▸ Texto base
____________
A tragédia de duas guerras mundiais, a barbárie do nazifascismo,
teria marcado a consciência dos seres humanos criando uma espécie
de patamar abaixo do qual não mais recuaríamos. Infelizmente as
coisas não são assim. Wilhelm Reich afirmou, certa vez, que toda
vez em que a humanidade se vê diante da disjuntiva "socialismo ou
barbárie", costuma escolher primeiro a barbárie. A onda de
golpes seguidos pelo estabelecimento de ditaduras que assombraram a
América Latina comprovaria esta suspeita e esta cota de terror e sangue
foi paga em nome da defesa da ordem democrática e do mundo livre.
Hoje nos encontramos diante de um paradoxo semelhante. Pareceria à
consciência ingênua de nossa época que a América
Latina teria chegado atrasada à ordem democrática mundial, no
entanto, a própria experiência trágica do período
autoritário funcionaria como uma espécie de antídoto
contra retrocessos. Nossas sociedades passariam, então, para um
desenvolvimento lento em direção ao aperfeiçoamento
democrático e a diminuição das desigualdades que nos
marcam.
Duas constatações são para nós evidentes. Primeiro
que a suposta dicotomia de uma ordem mundial dividida entre um centro
democrático no qual se ensaiava formas de um Estado do Bem-estar Social,
próprias de um capitalismo avançado, e uma periferia que ainda
vivia distorções autoritárias por conta de seu
precário desenvolvimento econômico, não se sustenta.
Segundo que o próprio centro, ao contrário do mito do
auto-aperfeiçoamento institucional que levaria à plena cidadania,
dá sinais claros de retrocesso quanto a direitos e, até mesmo,
padrões minimamente democráticos, como provam as leis restritivas
em relação aos imigrantes na Comunidade Européia e o
Patriot Act
nos EUA depois dos atentados de setembro de 2001.
Tanto na conjuntura dos anos sessenta e setenta como hoje, a raiz da
ilusão reside na desconsideração da luta de classes.
Bobbio acreditava que as sociedades contemporâneas se apresentavam de
duas formas:
"Em uma sociedade fortemente dividida em classes contrárias,
é provável que o interesse da classe dominante seja assumido e
sustentado até mesmo coercitivamente enquanto interesse coletivo. Em uma
sociedade pluralista e democrática, na qual as decisões coletivas
são tomadas pela maioria (ou pelos próprios cidadãos, ou
por seus representantes), considera-se interesse coletivo aquilo que foi
aprovado pela maioria." (BOBBIO, Norberto.
Teoria geral da política
. Rio de Janeiro: Campus, 2000. p. 220-221.)
____________
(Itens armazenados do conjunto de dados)
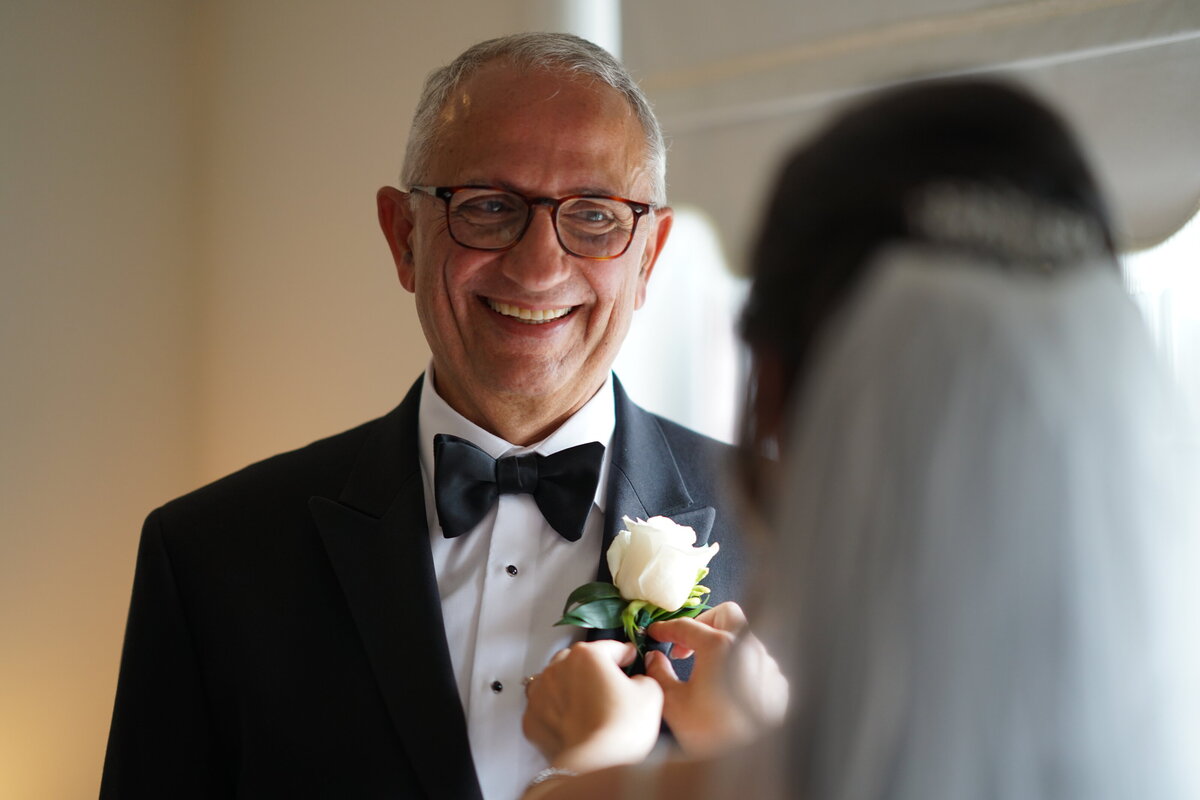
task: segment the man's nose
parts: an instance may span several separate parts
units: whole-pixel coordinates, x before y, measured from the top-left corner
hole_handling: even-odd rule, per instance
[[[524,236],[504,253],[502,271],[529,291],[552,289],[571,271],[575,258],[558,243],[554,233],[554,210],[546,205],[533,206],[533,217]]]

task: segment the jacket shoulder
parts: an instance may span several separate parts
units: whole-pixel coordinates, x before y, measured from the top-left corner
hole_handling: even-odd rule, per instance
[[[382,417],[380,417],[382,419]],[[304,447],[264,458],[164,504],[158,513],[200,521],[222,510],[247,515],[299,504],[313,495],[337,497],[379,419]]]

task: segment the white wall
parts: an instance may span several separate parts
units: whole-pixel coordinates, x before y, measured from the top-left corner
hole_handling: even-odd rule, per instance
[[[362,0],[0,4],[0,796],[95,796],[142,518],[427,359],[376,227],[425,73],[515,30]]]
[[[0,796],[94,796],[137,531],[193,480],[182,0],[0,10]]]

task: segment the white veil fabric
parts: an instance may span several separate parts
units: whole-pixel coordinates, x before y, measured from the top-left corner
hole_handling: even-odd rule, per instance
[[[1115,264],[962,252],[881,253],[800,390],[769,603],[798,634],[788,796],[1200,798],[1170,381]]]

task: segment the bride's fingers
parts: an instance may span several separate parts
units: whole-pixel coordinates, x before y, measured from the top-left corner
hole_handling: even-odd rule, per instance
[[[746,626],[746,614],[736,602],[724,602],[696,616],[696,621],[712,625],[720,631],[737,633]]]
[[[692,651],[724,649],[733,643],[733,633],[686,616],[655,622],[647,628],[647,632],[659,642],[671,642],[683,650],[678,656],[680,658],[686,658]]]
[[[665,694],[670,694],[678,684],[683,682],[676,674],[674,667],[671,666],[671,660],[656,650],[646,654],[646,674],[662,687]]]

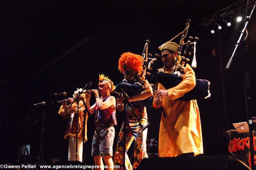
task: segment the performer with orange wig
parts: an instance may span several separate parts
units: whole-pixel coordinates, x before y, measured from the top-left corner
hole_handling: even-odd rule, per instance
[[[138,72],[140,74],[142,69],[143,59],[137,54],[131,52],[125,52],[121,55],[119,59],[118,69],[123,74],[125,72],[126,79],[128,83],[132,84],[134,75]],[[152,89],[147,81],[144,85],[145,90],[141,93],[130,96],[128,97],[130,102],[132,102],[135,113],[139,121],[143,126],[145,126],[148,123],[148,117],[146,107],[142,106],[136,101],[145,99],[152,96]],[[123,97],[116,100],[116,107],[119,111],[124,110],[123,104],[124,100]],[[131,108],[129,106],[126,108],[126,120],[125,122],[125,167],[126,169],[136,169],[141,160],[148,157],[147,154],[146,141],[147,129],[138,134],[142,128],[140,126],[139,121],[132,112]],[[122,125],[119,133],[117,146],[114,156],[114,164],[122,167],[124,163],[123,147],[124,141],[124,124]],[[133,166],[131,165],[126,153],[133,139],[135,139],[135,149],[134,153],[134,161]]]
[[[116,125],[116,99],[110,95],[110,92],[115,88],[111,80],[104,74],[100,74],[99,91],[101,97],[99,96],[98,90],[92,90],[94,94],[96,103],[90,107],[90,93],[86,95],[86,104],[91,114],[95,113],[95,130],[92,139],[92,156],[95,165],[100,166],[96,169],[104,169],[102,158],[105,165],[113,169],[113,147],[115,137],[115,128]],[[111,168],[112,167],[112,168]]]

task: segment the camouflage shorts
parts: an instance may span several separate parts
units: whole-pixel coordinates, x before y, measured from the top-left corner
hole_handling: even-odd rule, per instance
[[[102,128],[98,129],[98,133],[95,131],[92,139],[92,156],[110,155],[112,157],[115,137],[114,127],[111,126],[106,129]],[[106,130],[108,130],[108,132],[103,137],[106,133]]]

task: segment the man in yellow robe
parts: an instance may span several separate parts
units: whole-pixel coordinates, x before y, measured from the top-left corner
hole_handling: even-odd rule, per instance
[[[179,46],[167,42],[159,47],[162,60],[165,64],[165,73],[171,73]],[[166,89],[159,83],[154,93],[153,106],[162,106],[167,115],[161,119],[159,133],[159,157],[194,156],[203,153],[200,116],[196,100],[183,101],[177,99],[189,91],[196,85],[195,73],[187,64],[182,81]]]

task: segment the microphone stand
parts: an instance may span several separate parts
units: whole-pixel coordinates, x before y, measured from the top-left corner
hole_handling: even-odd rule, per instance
____________
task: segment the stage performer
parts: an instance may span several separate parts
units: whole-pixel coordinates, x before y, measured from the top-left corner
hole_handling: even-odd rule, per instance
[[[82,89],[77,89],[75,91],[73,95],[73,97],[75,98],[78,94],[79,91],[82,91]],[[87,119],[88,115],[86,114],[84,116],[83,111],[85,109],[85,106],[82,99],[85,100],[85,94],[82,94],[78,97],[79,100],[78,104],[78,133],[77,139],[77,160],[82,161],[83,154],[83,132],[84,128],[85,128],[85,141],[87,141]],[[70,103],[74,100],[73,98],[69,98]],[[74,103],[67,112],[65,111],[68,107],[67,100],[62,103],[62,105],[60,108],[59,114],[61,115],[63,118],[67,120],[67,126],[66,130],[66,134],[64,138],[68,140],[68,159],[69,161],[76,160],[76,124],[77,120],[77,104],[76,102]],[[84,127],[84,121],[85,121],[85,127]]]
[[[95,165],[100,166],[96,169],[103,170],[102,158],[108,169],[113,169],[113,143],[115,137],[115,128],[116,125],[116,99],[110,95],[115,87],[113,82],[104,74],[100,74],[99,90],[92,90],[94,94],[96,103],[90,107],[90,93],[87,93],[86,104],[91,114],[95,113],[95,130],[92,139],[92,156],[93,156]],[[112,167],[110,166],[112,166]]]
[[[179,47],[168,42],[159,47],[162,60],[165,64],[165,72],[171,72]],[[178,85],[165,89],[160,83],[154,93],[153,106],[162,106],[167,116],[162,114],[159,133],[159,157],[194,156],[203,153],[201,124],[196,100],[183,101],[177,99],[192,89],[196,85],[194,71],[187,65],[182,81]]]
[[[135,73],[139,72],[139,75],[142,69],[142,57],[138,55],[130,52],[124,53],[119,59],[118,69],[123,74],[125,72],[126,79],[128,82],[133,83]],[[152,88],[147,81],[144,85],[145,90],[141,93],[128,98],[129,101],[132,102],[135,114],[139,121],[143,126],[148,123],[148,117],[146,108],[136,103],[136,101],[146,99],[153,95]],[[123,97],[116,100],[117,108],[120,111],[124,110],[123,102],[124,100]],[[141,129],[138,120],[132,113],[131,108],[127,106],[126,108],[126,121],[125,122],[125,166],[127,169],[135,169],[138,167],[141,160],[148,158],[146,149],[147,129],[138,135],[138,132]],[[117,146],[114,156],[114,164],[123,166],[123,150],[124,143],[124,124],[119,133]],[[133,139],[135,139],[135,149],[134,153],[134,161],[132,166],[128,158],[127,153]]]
____________
▸ Tarefa proposta 1
Liste, sem repetir, todos os nomes de países, cidades, regiões ou blocos de países que aparecem no texto base, incluindo a referência bibliográfica final.
▸ Tarefa proposta 2
Reescreva como lista de dois itens o parágrafo do texto base que começa com "Duas constatações são para nós evidentes", mantendo os fatos principais.

▸ Resultado da tarefa 1
América Latina
Comunidade Européia
EUA
Rio de Janeiro

▸ Resultado da tarefa 2
- Primeira constatação: não se sustenta a suposta dicotomia de uma ordem mundial dividida em dois polos. De um lado estaria um centro democrático, com formas de Estado do Bem-estar Social próprias do capitalismo avançado. Do outro estaria uma periferia ainda marcada por distorções autoritárias, por causa de seu precário desenvolvimento econômico.
- Segunda constatação: ao contrário do mito do auto-aperfeiçoamento institucional rumo à plena cidadania, o próprio centro dá sinais claros de retrocesso em direitos e até em padrões minimamente democráticos. Provas disso são as leis restritivas aos imigrantes na Comunidade Européia e o Patriot Act, adotado nos EUA depois dos atentados de setembro de 2001.